*TASK GOAL:*
Copy the following records line for line, unchanged.

*TASK MATERIAL:*
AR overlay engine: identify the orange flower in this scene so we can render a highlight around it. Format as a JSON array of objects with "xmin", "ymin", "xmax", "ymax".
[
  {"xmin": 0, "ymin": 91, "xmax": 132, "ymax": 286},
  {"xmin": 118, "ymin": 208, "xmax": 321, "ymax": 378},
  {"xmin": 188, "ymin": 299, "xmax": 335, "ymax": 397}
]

*RESPONSE:*
AR overlay engine: identify the orange flower in this scene so we can render a highlight around it. Format as a JSON array of objects with "xmin", "ymin", "xmax", "ymax".
[
  {"xmin": 0, "ymin": 91, "xmax": 132, "ymax": 286},
  {"xmin": 118, "ymin": 208, "xmax": 321, "ymax": 378},
  {"xmin": 188, "ymin": 299, "xmax": 335, "ymax": 397}
]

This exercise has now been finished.